*Source information*.
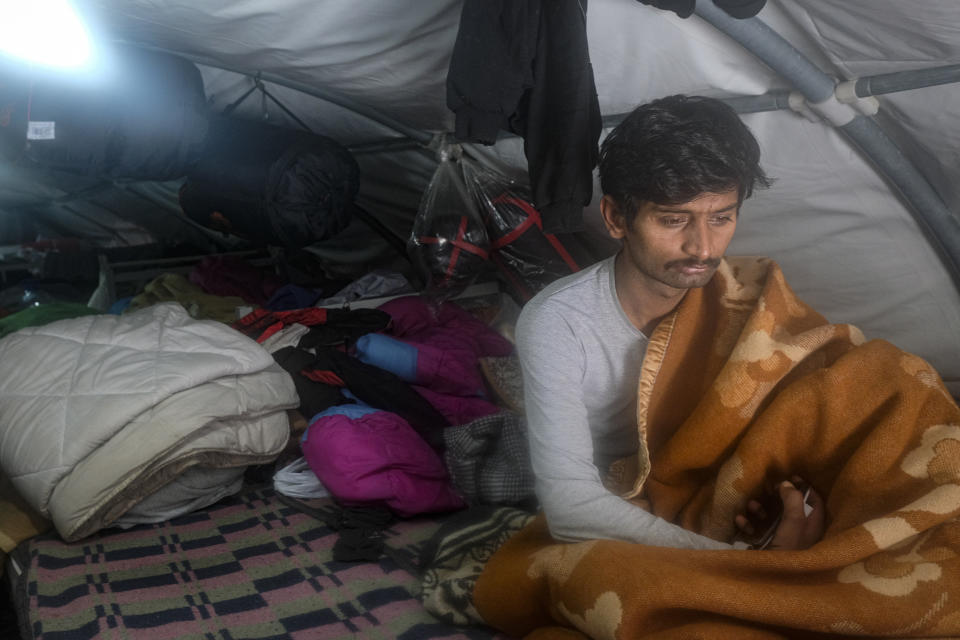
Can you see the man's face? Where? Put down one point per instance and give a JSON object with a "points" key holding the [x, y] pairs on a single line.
{"points": [[679, 246]]}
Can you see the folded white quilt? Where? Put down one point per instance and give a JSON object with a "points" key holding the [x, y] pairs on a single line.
{"points": [[98, 412]]}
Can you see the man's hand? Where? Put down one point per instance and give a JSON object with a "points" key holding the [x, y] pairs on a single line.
{"points": [[797, 528]]}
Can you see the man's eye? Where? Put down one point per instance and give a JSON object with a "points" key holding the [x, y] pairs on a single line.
{"points": [[673, 221]]}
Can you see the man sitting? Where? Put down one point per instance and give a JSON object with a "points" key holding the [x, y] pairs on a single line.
{"points": [[674, 174]]}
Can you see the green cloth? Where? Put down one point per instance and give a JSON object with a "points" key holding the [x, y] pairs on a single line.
{"points": [[43, 314]]}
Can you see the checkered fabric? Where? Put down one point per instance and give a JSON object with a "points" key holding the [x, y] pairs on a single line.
{"points": [[489, 461], [249, 567]]}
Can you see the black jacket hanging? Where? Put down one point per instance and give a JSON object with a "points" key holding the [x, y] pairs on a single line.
{"points": [[524, 66], [739, 9]]}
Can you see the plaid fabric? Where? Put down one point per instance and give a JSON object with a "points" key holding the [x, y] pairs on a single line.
{"points": [[249, 567], [488, 460]]}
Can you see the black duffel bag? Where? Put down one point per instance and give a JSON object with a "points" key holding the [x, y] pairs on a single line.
{"points": [[271, 185], [142, 117]]}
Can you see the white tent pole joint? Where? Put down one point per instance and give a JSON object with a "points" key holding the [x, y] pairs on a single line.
{"points": [[846, 92]]}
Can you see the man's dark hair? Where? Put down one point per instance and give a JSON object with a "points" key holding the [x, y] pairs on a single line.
{"points": [[675, 149]]}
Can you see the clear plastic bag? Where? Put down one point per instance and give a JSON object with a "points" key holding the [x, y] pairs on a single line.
{"points": [[448, 245], [526, 258]]}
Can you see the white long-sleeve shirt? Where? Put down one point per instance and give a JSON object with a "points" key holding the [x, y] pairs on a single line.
{"points": [[581, 359]]}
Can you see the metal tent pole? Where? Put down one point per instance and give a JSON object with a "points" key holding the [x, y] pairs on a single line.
{"points": [[941, 225]]}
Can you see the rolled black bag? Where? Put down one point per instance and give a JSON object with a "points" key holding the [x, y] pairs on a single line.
{"points": [[143, 118], [270, 185]]}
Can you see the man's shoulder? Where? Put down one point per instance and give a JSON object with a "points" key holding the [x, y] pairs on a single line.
{"points": [[574, 285], [563, 299]]}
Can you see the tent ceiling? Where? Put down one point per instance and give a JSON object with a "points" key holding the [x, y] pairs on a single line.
{"points": [[848, 243]]}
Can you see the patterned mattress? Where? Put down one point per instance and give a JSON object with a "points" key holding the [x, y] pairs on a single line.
{"points": [[250, 567]]}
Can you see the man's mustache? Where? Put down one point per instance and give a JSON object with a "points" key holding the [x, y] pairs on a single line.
{"points": [[710, 262]]}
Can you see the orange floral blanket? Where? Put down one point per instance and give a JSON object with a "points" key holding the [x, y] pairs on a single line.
{"points": [[753, 386]]}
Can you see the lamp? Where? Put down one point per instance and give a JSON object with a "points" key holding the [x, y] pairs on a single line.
{"points": [[45, 32]]}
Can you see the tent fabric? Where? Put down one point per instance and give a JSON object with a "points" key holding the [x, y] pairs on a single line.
{"points": [[846, 241]]}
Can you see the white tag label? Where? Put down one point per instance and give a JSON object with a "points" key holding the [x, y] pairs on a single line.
{"points": [[41, 130]]}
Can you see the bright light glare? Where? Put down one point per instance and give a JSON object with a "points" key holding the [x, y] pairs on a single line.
{"points": [[47, 32]]}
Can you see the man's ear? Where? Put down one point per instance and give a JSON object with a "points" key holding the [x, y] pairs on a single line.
{"points": [[614, 220]]}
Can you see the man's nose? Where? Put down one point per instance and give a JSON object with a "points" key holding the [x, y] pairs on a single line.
{"points": [[697, 241]]}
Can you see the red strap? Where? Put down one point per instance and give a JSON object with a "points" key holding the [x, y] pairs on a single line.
{"points": [[533, 218], [510, 275], [459, 244]]}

*Task statement*. Your copy of the material above should be exact and free of pictures.

*Written answer*.
Can you see the man's face? Where? Put down one point per instance and give a JSON object with a "points" key holding the [x, y] pairs on a single line.
{"points": [[679, 246]]}
Can you see the folded white quilt? Where? Put down one point per instance and give a JSON object with a "points" key holding the [x, y] pairs on a single line.
{"points": [[98, 412]]}
Can you see the man's hand? Where? Put down one point per instance and give a JSON object with a "points" key holding the [x, y] pairs on a single line.
{"points": [[797, 528]]}
Can you see the man's eye? Where? Put down one point per instance and give a JSON object with a "points" key holding the [x, y] pairs on a single line.
{"points": [[673, 221]]}
Can you see the man sitting? Where? Put down one point per instance and give a JSON object with a "points" key holding the [x, y] pairs on a single line.
{"points": [[674, 174]]}
Can you see the green cloth? Where? Put down one point per instance and give a JSON object with a "points" key holding the [x, y] pairs on a single line.
{"points": [[43, 314]]}
Can you see the checkered fabric? Where? Put down one point per instance and give a JSON object with a "points" key holding the [x, y] pairs on a single line.
{"points": [[489, 461], [249, 567]]}
Can you see the black jacket hanging? Where? Put down one point per instance and give a JSON object with a "points" key holding the [x, y] pairs on a single line.
{"points": [[524, 66], [739, 9]]}
Can you see the plaid fabric? Where? Put down one point per instance and give a JSON object with a "points" key holding the [x, y] pairs on a single line.
{"points": [[249, 567], [488, 460]]}
Can you see the black duffel bag? Where? Put down one point per instance and give a JSON object with a "points" key holding the [x, y] pairs on a single line.
{"points": [[271, 185], [142, 117]]}
Can you see the white tent pole joint? Where? Put down one point per instance and give a JSON object with a "points" key holding the [x, y] pairs on a single line.
{"points": [[846, 92]]}
Can you see the man's dark hair? Where? Put down one point per instance and give a JSON object with a "points" key holding the [x, y] pairs on a single line.
{"points": [[675, 149]]}
Can you see the clear plastic bag? Where? Put down one point per instance and give a JSON object with a "points" key holding the [x, y] pairs on a single line.
{"points": [[448, 245], [526, 258]]}
Can you see the white long-sleeve shirt? Where? Put down one point per instance and give a JSON object with a "points" key holding the [x, y] pairs on a single line.
{"points": [[581, 359]]}
Can you see the metal tent pole? Where? Put down one point per instance and give a JSON object with a "points" key holding the [x, y] pairs on a single line.
{"points": [[941, 225]]}
Can you see the rolled black bag? Where? Put down one point per instance and give a JSON object with a "points" key holding the [x, y] pairs on a single line.
{"points": [[143, 118], [270, 185]]}
Can you see the man's shoulder? Where? Put down one point per instance and give a JSON object with a "points" key holding the [x, y] pairs on a single line.
{"points": [[574, 285], [563, 299]]}
Can you see the tent ceiling? Where? Put down one point per instance and give a JSON object with a "points" key holding the [x, y] pairs on a single line.
{"points": [[848, 243]]}
Can you see the patterned mattress? Where? Put down one point per instance and give a JSON object with a "points" key holding the [x, y] pairs on a single line.
{"points": [[250, 567]]}
Can you see the man's mustache? Where? Put down one point per instance and give a JSON object with a "points" key holding the [x, y] pairs on a single line.
{"points": [[710, 262]]}
Can you see the orange floral blanket? Where? Put down one point per instance and give a JSON object with a "points" key holding the [x, y] pairs on a single line.
{"points": [[753, 386]]}
Can you see the lamp? Where? Put down one point per instance and give a JSON object with a "points" key holding the [x, y] pairs on a single line.
{"points": [[45, 32]]}
Can you see the tent fabric? Where? Put down one point per instance and give a JSON object with a "points" key holding the [x, y] pairs on a single line.
{"points": [[846, 241]]}
Can you see the white tag label? Where? Put down one point per instance and give a JSON object with a "points" key holding the [x, y] pairs on a single line.
{"points": [[41, 130]]}
Can you see the bright light glare? Where? Put down one point per instance and give a JSON object with a "points" key holding the [x, y] pairs on a single line.
{"points": [[47, 32]]}
Can you see the man's ear? Where? Put down one point per instance and give a JSON object with a "points" key holding the [x, y] pairs on a single line.
{"points": [[614, 220]]}
Can you see the man's nose? Where? Put down one point per instance and give a JSON object with a "points" key holding the [x, y] pairs on a single line.
{"points": [[697, 241]]}
Can you see the red strap? Where? Put down one point per instance and give a JSON object with a "points" key holding the [x, y] pairs on a single line.
{"points": [[533, 218], [510, 275], [459, 244]]}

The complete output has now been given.